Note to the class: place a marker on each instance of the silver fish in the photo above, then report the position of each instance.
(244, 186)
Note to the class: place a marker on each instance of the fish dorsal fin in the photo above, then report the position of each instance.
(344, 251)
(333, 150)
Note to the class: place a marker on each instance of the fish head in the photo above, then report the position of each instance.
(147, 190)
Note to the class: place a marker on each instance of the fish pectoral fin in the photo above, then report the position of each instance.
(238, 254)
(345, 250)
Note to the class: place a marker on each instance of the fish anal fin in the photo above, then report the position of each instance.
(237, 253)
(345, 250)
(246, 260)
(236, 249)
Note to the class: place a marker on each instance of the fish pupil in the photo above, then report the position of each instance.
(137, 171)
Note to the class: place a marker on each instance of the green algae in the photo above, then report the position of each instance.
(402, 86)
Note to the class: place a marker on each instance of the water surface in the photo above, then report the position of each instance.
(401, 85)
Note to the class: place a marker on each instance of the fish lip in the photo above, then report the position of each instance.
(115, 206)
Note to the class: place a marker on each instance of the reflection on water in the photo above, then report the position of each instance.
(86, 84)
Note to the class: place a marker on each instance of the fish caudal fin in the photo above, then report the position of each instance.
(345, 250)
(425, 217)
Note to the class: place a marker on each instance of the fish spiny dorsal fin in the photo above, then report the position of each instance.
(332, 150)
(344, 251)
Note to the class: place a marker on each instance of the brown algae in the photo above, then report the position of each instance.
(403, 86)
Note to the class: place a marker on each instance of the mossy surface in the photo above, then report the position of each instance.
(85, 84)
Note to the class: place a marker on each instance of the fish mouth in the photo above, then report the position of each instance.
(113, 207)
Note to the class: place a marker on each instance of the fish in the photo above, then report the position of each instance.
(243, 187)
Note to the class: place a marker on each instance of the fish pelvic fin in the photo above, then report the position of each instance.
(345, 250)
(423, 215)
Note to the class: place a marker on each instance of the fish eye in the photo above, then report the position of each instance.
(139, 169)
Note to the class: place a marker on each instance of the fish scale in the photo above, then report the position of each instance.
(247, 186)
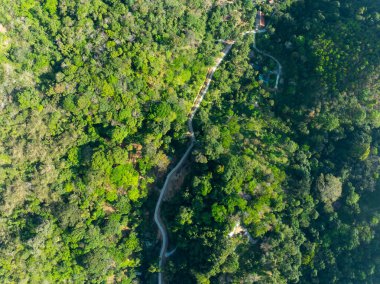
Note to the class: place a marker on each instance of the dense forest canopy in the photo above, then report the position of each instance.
(282, 185)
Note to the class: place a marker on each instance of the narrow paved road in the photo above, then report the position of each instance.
(196, 105)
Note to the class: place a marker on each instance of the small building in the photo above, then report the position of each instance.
(260, 20)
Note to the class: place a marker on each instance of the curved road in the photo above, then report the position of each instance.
(196, 104)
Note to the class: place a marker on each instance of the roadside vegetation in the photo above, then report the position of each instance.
(94, 101)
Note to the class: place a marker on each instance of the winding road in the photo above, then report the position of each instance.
(195, 107)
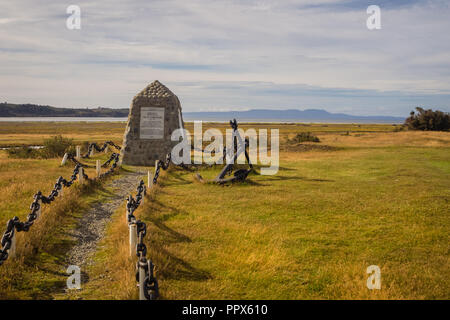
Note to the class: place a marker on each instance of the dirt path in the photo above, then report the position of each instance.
(92, 226)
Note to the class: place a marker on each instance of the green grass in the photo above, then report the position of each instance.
(309, 232)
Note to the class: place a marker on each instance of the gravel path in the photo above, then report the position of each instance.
(92, 225)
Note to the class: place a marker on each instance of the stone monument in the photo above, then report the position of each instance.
(154, 114)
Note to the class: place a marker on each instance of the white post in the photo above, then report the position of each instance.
(156, 166)
(133, 238)
(141, 282)
(38, 213)
(80, 175)
(98, 168)
(150, 179)
(12, 249)
(63, 162)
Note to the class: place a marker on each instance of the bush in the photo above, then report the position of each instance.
(304, 137)
(428, 120)
(53, 148)
(23, 153)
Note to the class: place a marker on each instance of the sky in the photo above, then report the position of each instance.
(229, 54)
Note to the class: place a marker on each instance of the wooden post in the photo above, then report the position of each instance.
(133, 238)
(12, 249)
(63, 162)
(80, 175)
(98, 167)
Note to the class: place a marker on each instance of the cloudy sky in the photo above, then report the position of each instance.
(229, 54)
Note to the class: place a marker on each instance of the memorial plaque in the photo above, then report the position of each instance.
(154, 114)
(152, 123)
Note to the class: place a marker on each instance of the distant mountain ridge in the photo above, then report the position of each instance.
(294, 115)
(287, 115)
(34, 110)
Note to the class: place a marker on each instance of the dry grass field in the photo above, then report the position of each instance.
(365, 195)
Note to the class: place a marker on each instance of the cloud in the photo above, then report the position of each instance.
(229, 54)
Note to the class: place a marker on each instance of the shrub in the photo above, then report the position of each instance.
(428, 120)
(304, 137)
(23, 153)
(55, 146)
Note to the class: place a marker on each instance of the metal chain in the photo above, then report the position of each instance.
(15, 224)
(151, 290)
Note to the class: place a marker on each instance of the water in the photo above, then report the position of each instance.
(189, 119)
(61, 119)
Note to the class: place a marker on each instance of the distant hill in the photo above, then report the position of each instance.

**Challenge:** Except for the pictures, copy every line of the records above exactly.

**The completed task:**
Note to the class: place a marker on each instance of the silver fish in the photo above, then report the position of each instance.
(244, 186)
Note to the class: place a marker on each instance of the fish dorsal fin in the photo above, then report the position of each instance.
(344, 251)
(333, 150)
Note to the class: place a marker on each instance of the fish head in the photo above, then report the position of each instance.
(147, 190)
Note to the class: place a marker on each instance of the fish pectoral fin in the photo above, then report the position of each instance.
(238, 254)
(345, 250)
Note to the class: place a marker on each instance of the fish anal fin in the photo above, then report the position of each instance.
(237, 253)
(345, 250)
(246, 260)
(236, 249)
Note to the class: place a marker on each instance of the fish pupil in the photo above, then report the position of each instance.
(137, 171)
Note to the class: place a marker on each instance of the green algae in the photo above, then report the position of each instance.
(402, 86)
Note to the class: place a marker on each instance of the water surface in the photo above, then report the position of each instance.
(401, 85)
Note to the class: place a marker on each instance of the fish lip in the photo above, then report the position of each instance.
(115, 206)
Note to the class: place a marker on each instance of the reflection on water in the photo above, then report the position of each instance.
(86, 84)
Note to the class: place a marker on each instance of the fish caudal fin in the photo above, then report the position of each instance.
(345, 250)
(425, 217)
Note to the class: place a marker on each instance of the fish spiny dorsal fin in the photo above, then report the position of each instance.
(332, 150)
(344, 251)
Note to the class: place a marker on each instance of the brown algae in the photo above, then report the position of each instance.
(403, 86)
Note to the class: place a marker on each instance of the mossy surface in the photo above, then report the position of each instance.
(85, 84)
Note to the class: place a marker on each instance of the fish mouth in the photo above, then report the position of each instance.
(113, 207)
Note to the class: place a marker on each instance of the fish in the photo above, then report the position of each instance.
(243, 187)
Note to the class: place a marker on each instance of the fish pelvic fin in the photo above, then report the position of each instance.
(345, 250)
(423, 215)
Note to the class: place a marker on each instance of the fish eye in the photo above, then report the position of each instance.
(139, 169)
Note to the class: place a marker on each instance of the fish scale in the photo above, then report the position of each instance.
(247, 186)
Note to the class: place a marker on each instance of the dense forest canopy in the photo above, then report the position of each instance.
(282, 185)
Note to the class: place a marker on each instance of the narrow paved road in the photo above, then report the position of each instance.
(196, 105)
Note to the class: place a marker on each instance of the small building in the photo above, then report the position of each instance.
(260, 20)
Note to the class: place a marker on each instance of the curved road in the photo above, then report the position of each instance.
(196, 104)
Note to the class: place a marker on each instance of the roadside vegetation in the photo above, then report the position of each instance.
(94, 101)
Note to the class: place a marker on each instance of the winding road in the photo above, then report the position of each instance.
(195, 107)
Note to the class: place a marker on each instance of the dirt path in the photo above, then report the position of each instance.
(92, 226)
Note to the class: place a marker on each instance of the green grass in the photo above, then report the position of each instance.
(309, 232)
Note to the class: place a marker on each instance of the gravel path in the photo above, then report the position of each instance.
(92, 225)
Note to the class: place a marker on each instance of the stone monument in the photo above, then report the position of each instance.
(154, 114)
Note to the class: place a marker on each instance of the white post in the photo above, then report the position of each instance.
(156, 166)
(133, 238)
(141, 282)
(38, 213)
(80, 175)
(98, 168)
(150, 179)
(12, 249)
(63, 162)
Note to the class: place a marker on each instance of the bush in the photo above, then report the position of each instance.
(304, 137)
(428, 120)
(53, 148)
(23, 153)
Note to the class: place a marker on each instance of the sky in the photo above, then report the position of each instance.
(229, 54)
Note to the class: place a marker on each instance of the wooden post in the photo above, then report the position of each instance.
(133, 238)
(12, 249)
(63, 162)
(80, 175)
(98, 167)
Note to the class: place a marker on each instance of the cloudy sky in the photo above, then report the position of each instance.
(229, 54)
Note to the class: place a marker on each instance of the memorial plaque in the photo above, then report the position of each instance.
(154, 114)
(152, 123)
Note to the class: place a marker on each instance of the distant mountain ridge in the photo above, then report the position of each instance.
(294, 115)
(287, 115)
(34, 110)
Note to the class: place a marker on each instance of the dry grass field in the photo above, then report the position of each instance.
(365, 195)
Note to the class: place a marker on each instance of the cloud in the photo above, then report the position of each instance.
(229, 54)
Note to the class: place a marker on each instance of the shrub in the photo above, then report the position of each instance.
(428, 120)
(304, 137)
(23, 153)
(55, 146)
Note to the class: place a marker on each instance of the metal chain in the photo above, then report the position of each instance.
(15, 224)
(151, 290)
Note to the class: place a marker on each instance of the water in the photo above, then report the position of each instance.
(189, 119)
(61, 119)
Note to the class: place a marker on each instance of the distant hill in the photo above, then report the position of each instance.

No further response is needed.